[What the exercise asks]
Print the data below again in full, exactly as it stands, with no images.

= = =

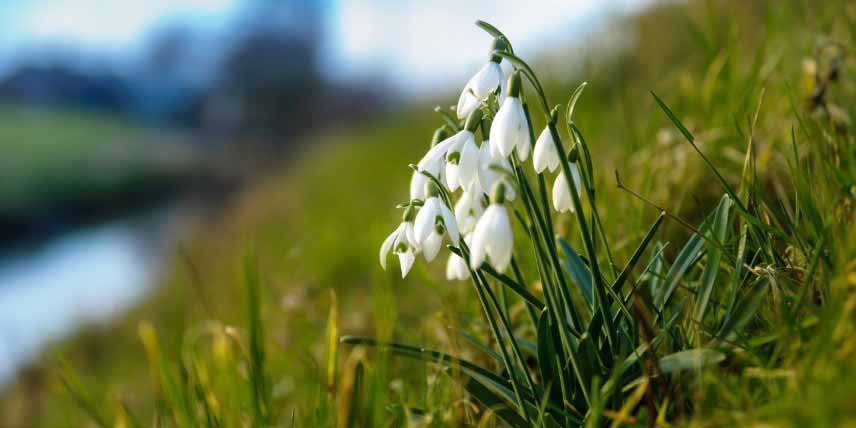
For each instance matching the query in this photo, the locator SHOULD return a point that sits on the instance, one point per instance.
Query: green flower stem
(480, 284)
(600, 300)
(589, 187)
(518, 275)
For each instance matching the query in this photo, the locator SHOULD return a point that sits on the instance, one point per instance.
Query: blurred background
(146, 147)
(121, 122)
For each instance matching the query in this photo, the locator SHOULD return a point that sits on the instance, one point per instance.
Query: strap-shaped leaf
(580, 274)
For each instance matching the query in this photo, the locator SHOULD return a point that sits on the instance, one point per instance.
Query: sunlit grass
(317, 226)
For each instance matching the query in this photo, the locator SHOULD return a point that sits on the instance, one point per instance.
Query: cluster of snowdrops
(482, 172)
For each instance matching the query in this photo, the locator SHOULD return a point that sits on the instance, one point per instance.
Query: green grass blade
(714, 254)
(690, 359)
(683, 262)
(578, 271)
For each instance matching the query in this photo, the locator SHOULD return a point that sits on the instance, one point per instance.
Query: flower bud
(474, 120)
(409, 213)
(514, 84)
(439, 135)
(431, 189)
(497, 194)
(573, 155)
(499, 45)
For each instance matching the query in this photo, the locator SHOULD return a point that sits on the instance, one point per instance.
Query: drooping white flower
(492, 75)
(435, 168)
(510, 129)
(562, 199)
(492, 238)
(479, 87)
(462, 166)
(456, 267)
(487, 170)
(545, 155)
(452, 146)
(432, 222)
(469, 208)
(401, 242)
(419, 180)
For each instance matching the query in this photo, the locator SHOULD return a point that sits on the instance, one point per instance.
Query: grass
(232, 339)
(56, 156)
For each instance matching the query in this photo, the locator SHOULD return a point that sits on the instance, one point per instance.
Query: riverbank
(316, 226)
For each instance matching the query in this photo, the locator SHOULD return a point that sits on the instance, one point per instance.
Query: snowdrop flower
(432, 222)
(479, 87)
(510, 130)
(562, 199)
(454, 144)
(462, 166)
(456, 267)
(487, 173)
(469, 208)
(401, 242)
(545, 155)
(419, 180)
(492, 238)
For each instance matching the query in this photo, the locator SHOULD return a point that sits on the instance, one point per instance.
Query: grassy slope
(58, 156)
(317, 225)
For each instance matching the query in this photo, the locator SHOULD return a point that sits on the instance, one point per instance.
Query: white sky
(418, 45)
(427, 43)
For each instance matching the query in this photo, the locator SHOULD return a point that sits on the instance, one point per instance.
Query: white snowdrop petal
(469, 162)
(575, 175)
(410, 235)
(477, 246)
(453, 181)
(451, 224)
(387, 246)
(451, 268)
(544, 156)
(562, 194)
(431, 246)
(500, 134)
(417, 185)
(501, 246)
(406, 260)
(424, 223)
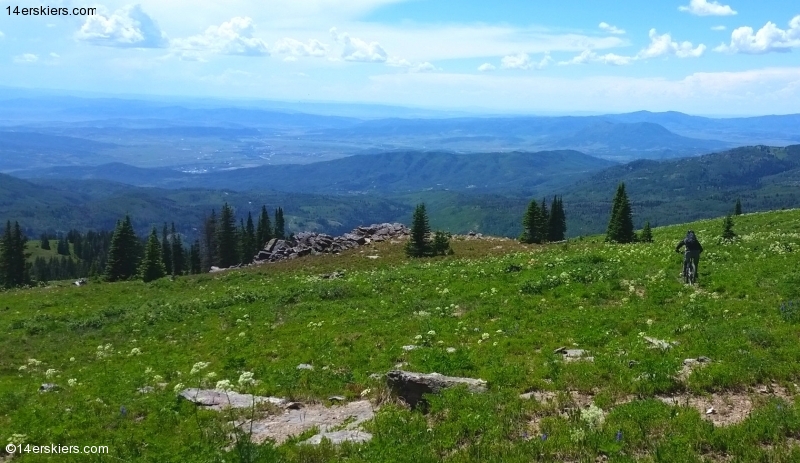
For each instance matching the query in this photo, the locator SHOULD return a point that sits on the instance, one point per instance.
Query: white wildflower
(199, 366)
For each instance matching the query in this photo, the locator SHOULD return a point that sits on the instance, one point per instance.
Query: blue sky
(696, 56)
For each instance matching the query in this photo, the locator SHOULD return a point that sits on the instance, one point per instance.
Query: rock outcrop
(411, 386)
(306, 243)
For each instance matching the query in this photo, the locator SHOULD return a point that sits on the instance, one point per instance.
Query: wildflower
(223, 385)
(198, 366)
(246, 378)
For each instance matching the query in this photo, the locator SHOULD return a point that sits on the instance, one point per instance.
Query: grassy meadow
(496, 310)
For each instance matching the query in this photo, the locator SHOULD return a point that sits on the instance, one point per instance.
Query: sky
(517, 56)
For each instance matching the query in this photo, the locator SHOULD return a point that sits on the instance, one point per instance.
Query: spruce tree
(227, 238)
(727, 228)
(533, 224)
(178, 259)
(647, 233)
(195, 264)
(123, 253)
(620, 226)
(166, 250)
(152, 266)
(280, 225)
(264, 229)
(419, 243)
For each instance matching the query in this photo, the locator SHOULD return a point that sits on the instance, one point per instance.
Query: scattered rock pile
(306, 243)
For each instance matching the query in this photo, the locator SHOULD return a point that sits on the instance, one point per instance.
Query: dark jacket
(693, 245)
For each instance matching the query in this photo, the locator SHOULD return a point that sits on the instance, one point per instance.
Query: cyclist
(693, 250)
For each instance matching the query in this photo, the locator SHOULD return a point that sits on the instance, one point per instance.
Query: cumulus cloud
(234, 37)
(295, 48)
(26, 58)
(589, 56)
(129, 27)
(661, 45)
(611, 29)
(768, 39)
(706, 8)
(359, 50)
(522, 61)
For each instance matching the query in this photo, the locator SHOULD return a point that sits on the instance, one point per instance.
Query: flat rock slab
(411, 386)
(338, 437)
(293, 422)
(219, 400)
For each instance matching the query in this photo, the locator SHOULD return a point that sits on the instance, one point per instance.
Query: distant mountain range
(662, 192)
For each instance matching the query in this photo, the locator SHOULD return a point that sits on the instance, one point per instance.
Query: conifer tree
(533, 224)
(195, 263)
(620, 226)
(123, 253)
(647, 233)
(249, 246)
(280, 225)
(210, 243)
(166, 250)
(152, 267)
(419, 243)
(727, 228)
(227, 238)
(264, 229)
(178, 259)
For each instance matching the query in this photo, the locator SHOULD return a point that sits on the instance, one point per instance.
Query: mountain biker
(693, 250)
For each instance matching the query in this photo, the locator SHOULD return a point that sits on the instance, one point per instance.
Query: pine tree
(280, 226)
(727, 228)
(647, 233)
(195, 264)
(210, 251)
(123, 252)
(152, 266)
(620, 226)
(264, 230)
(533, 224)
(419, 244)
(249, 246)
(176, 245)
(227, 237)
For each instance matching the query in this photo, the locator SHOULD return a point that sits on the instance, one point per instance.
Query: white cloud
(661, 45)
(768, 39)
(234, 37)
(611, 29)
(522, 61)
(26, 58)
(589, 56)
(296, 48)
(359, 50)
(706, 8)
(129, 27)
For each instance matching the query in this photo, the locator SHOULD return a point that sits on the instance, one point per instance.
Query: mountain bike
(689, 270)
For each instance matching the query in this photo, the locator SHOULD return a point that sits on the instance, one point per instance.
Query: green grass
(504, 325)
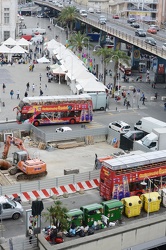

= = =

[Result]
For each instance matching the query in this photo, the locator SHOULD return a point that sits on the instance, one point per instance.
Query: green flower stem
(480, 284)
(600, 300)
(589, 187)
(518, 275)
For each instance matching the query in this photo, the locator SHOULD return a point that sits on the instance, one point per instance.
Query: blurred background
(146, 147)
(121, 122)
For each instance matching the query in this photo, the locator SHOULD return a point that sits on the instance, one point per instance.
Query: strap-shaped leaf
(580, 274)
For each instance matching the query in this photo, the locator SHOULD return a point that sits on the instance, one point per instance.
Query: sunlit grass
(317, 226)
For each instance matching the query in this photo, the locator SHOULD return a point that sits on the instance, one point per instance.
Query: cluster of snowdrops
(482, 172)
For each instance matching the query in this photo, the locator SHOULD return a point that sits on the instance, one point per instance.
Query: green grass blade
(714, 254)
(690, 359)
(683, 262)
(578, 271)
For each instance matching the query in this photo, the locator SHOULD return a point that sits on the instance, one point per instance.
Query: flower bud
(474, 120)
(409, 213)
(514, 84)
(439, 135)
(431, 189)
(497, 194)
(573, 155)
(499, 45)
For each instance matching the query in this photo, the locator SHOULD return a point that sits on the instance, one point per instance.
Query: drooping white flower
(492, 75)
(435, 168)
(510, 129)
(562, 199)
(492, 238)
(479, 87)
(462, 166)
(456, 267)
(487, 170)
(545, 155)
(452, 146)
(432, 222)
(469, 208)
(401, 242)
(419, 180)
For each instance matching the query in this photo, the locator SHOULD return a point that sits on the instance, one point per instance.
Query: grass
(232, 339)
(56, 156)
For each instance matching the query in this photo, the locator SHOULD return a point that sits on the instance, one point per instance.
Query: riverbank
(316, 226)
For each instance matching the query in this photo, the locator SHOULD return a point that sits on the instance, one point per instance.
Query: snowdrop flower
(432, 222)
(479, 87)
(510, 130)
(562, 199)
(454, 144)
(462, 166)
(456, 267)
(487, 173)
(469, 208)
(401, 242)
(545, 155)
(419, 180)
(492, 238)
For each instance matching the query in this photo, the locator SHOULD return a point that sits on the instance, one point per instance.
Query: grassy slope
(58, 156)
(317, 225)
For each instance matching the query in this photo, the locator SHOULD return a point that sits on the instance, one point per instance.
Query: white sky
(418, 45)
(427, 43)
For each instance matching the query in this photo, the locator SHOULD return a point that sits on the instance, one point per instance.
Query: white snowdrop petal
(469, 162)
(575, 175)
(410, 235)
(477, 246)
(453, 181)
(451, 224)
(387, 246)
(451, 268)
(544, 156)
(562, 194)
(431, 246)
(500, 134)
(417, 185)
(501, 246)
(406, 260)
(424, 223)
For each instance matching the query in this photo, the locator SHOULD return a point that sits on the instance, one point per instance.
Query: white wildflower
(199, 366)
For each instance matching the query in this photo, the locator SHOULD return a point that sits on the instance, one point per instance.
Query: blue sky
(696, 56)
For each instance matching the query in this photo, the locator SHOULD return a point that sits on the instance, one point per instance.
Query: rock outcrop
(411, 386)
(306, 243)
For each instance matching the query in this photo, the locator SHOULD return a point that sits on the instance, one point per instance.
Query: wildflower
(223, 385)
(198, 366)
(246, 378)
For each instance matching the query in this photo, the locator SHOULD return a point that sits on the instance, one point per instance.
Query: grassy meadow
(496, 310)
For each instance matching the query in this photo, the locator SHOULD return a point that sits on the instance, one point per instance.
Query: sky
(517, 56)
For each instance matching the query in this photo, the locator SHOULD return a point that sits on the instance, one point per instance.
Query: spruce tree
(227, 238)
(727, 228)
(533, 224)
(178, 259)
(647, 233)
(195, 264)
(123, 253)
(620, 226)
(166, 250)
(152, 266)
(280, 225)
(264, 229)
(419, 243)
For each instance matching the query in this photo, the locator SHOULD return a point that sits on the instance, one point per instance.
Query: scattered rock pile
(306, 243)
For each instance matching the query in this photo, the locator SHOULD return a point that sits on the instance, one point per instance.
Query: dark jacket
(693, 245)
For each instance matching the query in this photo, the locator SHOULD return a point that sits on the instance, one point per instance.
Query: cyclist
(693, 250)
For each instance matching the query in this photo, the locator SHOULD return a point that sits on the instance, one point per instance.
Query: cumulus cloud
(234, 37)
(295, 48)
(26, 58)
(589, 56)
(129, 27)
(661, 45)
(611, 29)
(768, 39)
(706, 8)
(359, 50)
(522, 61)
For each instance matching the query in this photo, the locator SHOULD return a point that sits on the instance, one point per instance.
Query: flat rock slab
(411, 386)
(338, 437)
(293, 422)
(219, 400)
For each instance matching the query in this photo, the locator SHOULD return a point that sits on the instance, one point per instance.
Query: distant mountain range
(662, 192)
For each instance matching the query in this photo, the locator SHOULD return a point that sits on the instance, one point per instance.
Query: conifer tree
(533, 224)
(195, 263)
(620, 226)
(123, 253)
(647, 233)
(249, 246)
(280, 225)
(210, 243)
(166, 250)
(152, 267)
(419, 243)
(727, 228)
(227, 238)
(264, 229)
(178, 259)
For each instance matching the query in this photo, the locator SHOULD return a point that sits on the instance, one point per instance.
Query: mountain biker
(693, 250)
For each instance matching the query in this photo, the locator SHOULD return a point that sits on the instance, one point per instance.
Query: pine tree
(280, 226)
(727, 228)
(647, 233)
(195, 264)
(210, 251)
(123, 252)
(152, 266)
(620, 226)
(264, 230)
(533, 224)
(419, 244)
(249, 246)
(176, 245)
(227, 237)
For each instance matching the query in this photo, the locator SHOULD return a point that sits on the instance, one point per instance.
Query: white cloud
(661, 45)
(768, 39)
(234, 37)
(611, 29)
(522, 61)
(26, 58)
(589, 56)
(296, 48)
(359, 50)
(706, 8)
(129, 27)
For each instance matching the query in this photo, the locator SHOULD return a point that sits on the instance, one point per instance.
Query: mountain bike
(689, 270)
For each instance matching the query in this photo, the locator SHOULD return a point that sits on the instance, one point per instance.
Query: green grass
(504, 325)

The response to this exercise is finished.